- [WHAT YOU WILL DO]
**a.** Answer these questions about the email below:
(i) Which flag does the quoted patch say should be used in place of SWP_FS?
(ii) What kernel config setting is named as the cause of the FS corruption?
(iii) What commit hash appears on the first Fixes line?
**b.** From the Cc field in the header of the email below, list every email address.
**c.** Duplicate a passage from the email below word for word. Begin at the words "In-Reply-To: <20200819195613.24269-1-hsiangkao@redhat.com> (Gao" and stop after "file-backed swap device.".

From: "Huang\, Ying" <ying.huang@intel.com>
To: Gao Xiang <hsiangkao@redhat.com>
Cc: Andrew Morton <akpm@linux-foundation.org>, <linux-mm@kvack.org>,
<linux-kernel@vger.kernel.org>,
Rafael Aquini <aquini@redhat.com>,
Carlos Maiolino <cmaiolino@redhat.com>,
Eric Sandeen <esandeen@redhat.com>,
stable <stable@vger.kernel.org>
Subject: Re: [PATCH] mm, THP, swap: fix allocating cluster for swapfile by mistake
Date: Thu, 20 Aug 2020 12:36:08 +0800 [thread overview]
Message-ID: <871rk2x7bb.fsf@yhuang-dev.intel.com> (raw)
In-Reply-To: <20200819195613.24269-1-hsiangkao@redhat.com> (Gao Xiang's message of "Thu, 20 Aug 2020 03:56:13 +0800")
Gao Xiang <hsiangkao@redhat.com> writes:
> SWP_FS doesn't mean the device is file-backed swap device,
> which just means each writeback request should go through fs
> by DIO. Or it'll just use extents added by .swap_activate(),
> but it also works as file-backed swap device.
>
> So in order to achieve the goal of the original patch,
> SWP_BLKDEV should be used instead.
>
> FS corruption can be observed with SSD device + XFS +
> fragmented swapfile due to CONFIG_THP_SWAP=y.
>
> Fixes: f0eea189e8e9 ("mm, THP, swap: Don't allocate huge cluster for file backed swap device")
> Fixes: 38d8b4e6bdc8 ("mm, THP, swap: delay splitting THP during swap out")
> Cc: "Huang, Ying" <ying.huang@intel.com>
> Cc: stable <stable@vger.kernel.org>
> Signed-off-by: Gao Xiang <hsiangkao@redhat.com>
Good catch! The fix itself looks good me! Although the description is
a little confusing.

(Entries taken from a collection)
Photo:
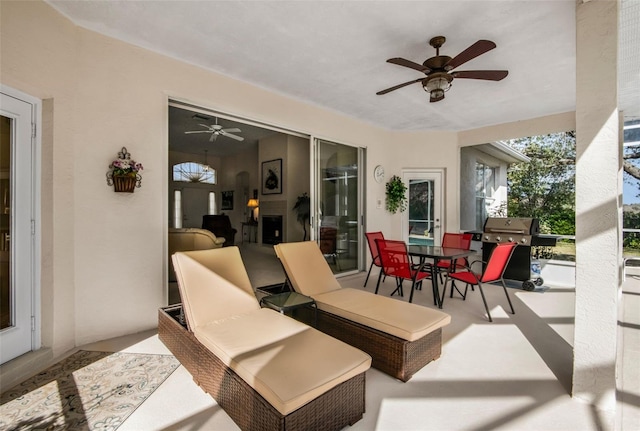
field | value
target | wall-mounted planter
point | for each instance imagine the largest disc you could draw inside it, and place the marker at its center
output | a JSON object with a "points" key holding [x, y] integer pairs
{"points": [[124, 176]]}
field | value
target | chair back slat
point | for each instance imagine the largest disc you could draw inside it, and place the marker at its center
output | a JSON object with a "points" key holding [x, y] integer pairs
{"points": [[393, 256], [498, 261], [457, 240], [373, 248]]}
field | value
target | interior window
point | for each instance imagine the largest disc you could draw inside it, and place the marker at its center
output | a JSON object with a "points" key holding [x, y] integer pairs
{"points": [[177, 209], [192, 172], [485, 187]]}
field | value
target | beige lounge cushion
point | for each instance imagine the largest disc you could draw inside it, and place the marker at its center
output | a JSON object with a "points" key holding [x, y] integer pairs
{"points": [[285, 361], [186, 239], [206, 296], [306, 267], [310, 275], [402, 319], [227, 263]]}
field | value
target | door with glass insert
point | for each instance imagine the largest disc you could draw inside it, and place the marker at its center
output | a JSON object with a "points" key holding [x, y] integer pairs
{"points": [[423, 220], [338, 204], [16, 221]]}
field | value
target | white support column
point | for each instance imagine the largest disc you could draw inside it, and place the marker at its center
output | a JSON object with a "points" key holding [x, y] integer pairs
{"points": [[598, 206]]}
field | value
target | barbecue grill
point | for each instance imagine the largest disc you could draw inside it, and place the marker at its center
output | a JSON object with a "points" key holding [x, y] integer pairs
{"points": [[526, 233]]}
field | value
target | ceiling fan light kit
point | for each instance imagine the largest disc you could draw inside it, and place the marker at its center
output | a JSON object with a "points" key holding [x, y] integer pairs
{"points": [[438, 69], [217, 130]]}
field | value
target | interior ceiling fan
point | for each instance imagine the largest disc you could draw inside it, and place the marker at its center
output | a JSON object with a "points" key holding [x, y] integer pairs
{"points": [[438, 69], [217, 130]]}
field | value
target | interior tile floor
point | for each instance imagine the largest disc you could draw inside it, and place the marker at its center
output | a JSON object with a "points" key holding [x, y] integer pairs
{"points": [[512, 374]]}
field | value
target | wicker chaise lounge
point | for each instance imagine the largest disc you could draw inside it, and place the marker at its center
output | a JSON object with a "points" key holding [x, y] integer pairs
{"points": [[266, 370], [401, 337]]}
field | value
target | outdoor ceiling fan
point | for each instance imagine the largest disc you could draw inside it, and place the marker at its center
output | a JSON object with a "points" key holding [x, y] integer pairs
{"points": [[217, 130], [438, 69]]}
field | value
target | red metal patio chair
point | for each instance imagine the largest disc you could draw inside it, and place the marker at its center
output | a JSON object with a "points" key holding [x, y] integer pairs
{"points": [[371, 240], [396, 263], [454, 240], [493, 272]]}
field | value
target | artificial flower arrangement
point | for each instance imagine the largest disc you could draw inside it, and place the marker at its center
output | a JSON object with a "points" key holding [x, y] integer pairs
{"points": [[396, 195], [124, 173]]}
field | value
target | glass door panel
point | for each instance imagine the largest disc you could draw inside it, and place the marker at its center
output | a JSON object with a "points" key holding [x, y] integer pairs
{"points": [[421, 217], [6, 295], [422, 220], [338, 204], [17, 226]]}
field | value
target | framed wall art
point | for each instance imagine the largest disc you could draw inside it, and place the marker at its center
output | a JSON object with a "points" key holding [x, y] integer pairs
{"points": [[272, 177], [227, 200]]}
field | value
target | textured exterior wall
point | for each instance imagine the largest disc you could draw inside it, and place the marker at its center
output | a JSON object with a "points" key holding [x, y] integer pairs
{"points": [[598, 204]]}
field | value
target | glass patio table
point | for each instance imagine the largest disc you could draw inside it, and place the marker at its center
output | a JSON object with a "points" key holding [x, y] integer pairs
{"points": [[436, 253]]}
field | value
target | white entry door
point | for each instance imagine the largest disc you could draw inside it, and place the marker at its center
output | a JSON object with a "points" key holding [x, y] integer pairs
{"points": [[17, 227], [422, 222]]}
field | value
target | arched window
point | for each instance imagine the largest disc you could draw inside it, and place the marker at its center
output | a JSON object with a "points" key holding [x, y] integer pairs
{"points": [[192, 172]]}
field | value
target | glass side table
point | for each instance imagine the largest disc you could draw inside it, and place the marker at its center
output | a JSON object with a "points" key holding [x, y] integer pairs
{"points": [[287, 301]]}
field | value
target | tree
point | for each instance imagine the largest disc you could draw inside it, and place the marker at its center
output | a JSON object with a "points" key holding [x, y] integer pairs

- [EXERCISE ANSWERS]
**a.**
(i) SWP_BLKDEV
(ii) CONFIG_THP_SWAP=y
(iii) f0eea189e8e9

**b.**
akpm@linux-foundation.org
linux-mm@kvack.org
linux-kernel@vger.kernel.org
aquini@redhat.com
cmaiolino@redhat.com
esandeen@redhat.com
stable@vger.kernel.org

**c.**
In-Reply-To: <20200819195613.24269-1-hsiangkao@redhat.com> (Gao Xiang's message of "Thu, 20 Aug 2020 03:56:13 +0800")
Gao Xiang <hsiangkao@redhat.com> writes:
> SWP_FS doesn't mean the device is file-backed swap device,
> which just means each writeback request should go through fs
> by DIO. Or it'll just use extents added by .swap_activate(),
> but it also works as file-backed swap device.